EXERCISE AIM:
Collect each line in the rows below that contains the word "walking". Copy those lines in full; case counts, so a capitalized form does not match.

GIVEN DATA:
#####

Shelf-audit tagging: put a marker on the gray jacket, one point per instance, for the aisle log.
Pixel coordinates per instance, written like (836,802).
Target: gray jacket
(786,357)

#####

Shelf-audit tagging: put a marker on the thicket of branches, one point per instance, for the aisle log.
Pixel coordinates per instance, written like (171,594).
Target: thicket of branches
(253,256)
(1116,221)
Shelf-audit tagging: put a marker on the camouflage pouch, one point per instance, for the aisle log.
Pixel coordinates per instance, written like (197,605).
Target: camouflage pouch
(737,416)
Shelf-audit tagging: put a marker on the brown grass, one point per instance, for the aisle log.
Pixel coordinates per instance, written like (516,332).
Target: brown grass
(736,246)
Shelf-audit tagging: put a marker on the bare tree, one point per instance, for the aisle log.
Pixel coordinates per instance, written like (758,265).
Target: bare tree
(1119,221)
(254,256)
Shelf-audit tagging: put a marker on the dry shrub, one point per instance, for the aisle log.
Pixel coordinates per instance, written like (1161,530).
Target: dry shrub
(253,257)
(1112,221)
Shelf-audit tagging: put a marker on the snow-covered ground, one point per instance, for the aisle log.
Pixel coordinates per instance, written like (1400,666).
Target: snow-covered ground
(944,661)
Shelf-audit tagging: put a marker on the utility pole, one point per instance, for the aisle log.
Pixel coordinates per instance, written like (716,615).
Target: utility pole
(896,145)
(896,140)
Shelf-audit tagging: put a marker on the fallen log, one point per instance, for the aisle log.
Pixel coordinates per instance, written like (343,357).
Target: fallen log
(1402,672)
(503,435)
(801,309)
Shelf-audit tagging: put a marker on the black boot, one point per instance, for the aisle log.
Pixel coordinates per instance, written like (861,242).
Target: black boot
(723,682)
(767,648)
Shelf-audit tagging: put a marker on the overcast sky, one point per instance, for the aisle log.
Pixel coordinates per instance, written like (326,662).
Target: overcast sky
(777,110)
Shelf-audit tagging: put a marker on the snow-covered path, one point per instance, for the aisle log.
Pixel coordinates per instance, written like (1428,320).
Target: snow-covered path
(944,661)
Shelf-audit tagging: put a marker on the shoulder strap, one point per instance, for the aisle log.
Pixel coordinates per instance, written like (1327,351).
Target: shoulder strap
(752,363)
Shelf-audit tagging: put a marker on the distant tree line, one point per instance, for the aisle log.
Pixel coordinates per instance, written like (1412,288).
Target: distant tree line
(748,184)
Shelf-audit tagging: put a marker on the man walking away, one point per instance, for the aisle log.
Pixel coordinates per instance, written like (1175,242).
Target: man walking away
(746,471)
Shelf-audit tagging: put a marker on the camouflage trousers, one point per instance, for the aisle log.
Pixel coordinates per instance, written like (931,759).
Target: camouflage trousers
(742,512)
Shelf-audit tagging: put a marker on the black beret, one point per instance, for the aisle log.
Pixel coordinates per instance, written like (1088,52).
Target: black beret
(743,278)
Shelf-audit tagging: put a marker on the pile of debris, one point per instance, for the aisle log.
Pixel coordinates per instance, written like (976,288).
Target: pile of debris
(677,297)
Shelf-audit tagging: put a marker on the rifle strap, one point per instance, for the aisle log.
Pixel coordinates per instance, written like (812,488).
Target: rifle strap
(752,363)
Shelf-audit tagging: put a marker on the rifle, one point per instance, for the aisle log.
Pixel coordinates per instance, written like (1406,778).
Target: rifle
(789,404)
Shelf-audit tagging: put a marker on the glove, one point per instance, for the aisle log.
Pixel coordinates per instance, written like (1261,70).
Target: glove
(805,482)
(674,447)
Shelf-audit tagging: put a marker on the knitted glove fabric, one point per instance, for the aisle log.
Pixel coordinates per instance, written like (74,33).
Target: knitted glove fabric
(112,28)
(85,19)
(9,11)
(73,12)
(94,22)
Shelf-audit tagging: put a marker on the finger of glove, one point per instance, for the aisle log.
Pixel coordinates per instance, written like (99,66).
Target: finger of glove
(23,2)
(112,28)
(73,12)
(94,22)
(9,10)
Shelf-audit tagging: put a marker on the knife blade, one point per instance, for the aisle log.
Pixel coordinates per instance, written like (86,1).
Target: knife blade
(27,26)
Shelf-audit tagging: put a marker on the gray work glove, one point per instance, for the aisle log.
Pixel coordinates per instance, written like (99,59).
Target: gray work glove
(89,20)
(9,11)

#####

ANSWER TO THIS PROBLEM:
Shelf-audit tagging: put a marker on the man walking away, one point per instance, for the aisle log.
Target: man walking away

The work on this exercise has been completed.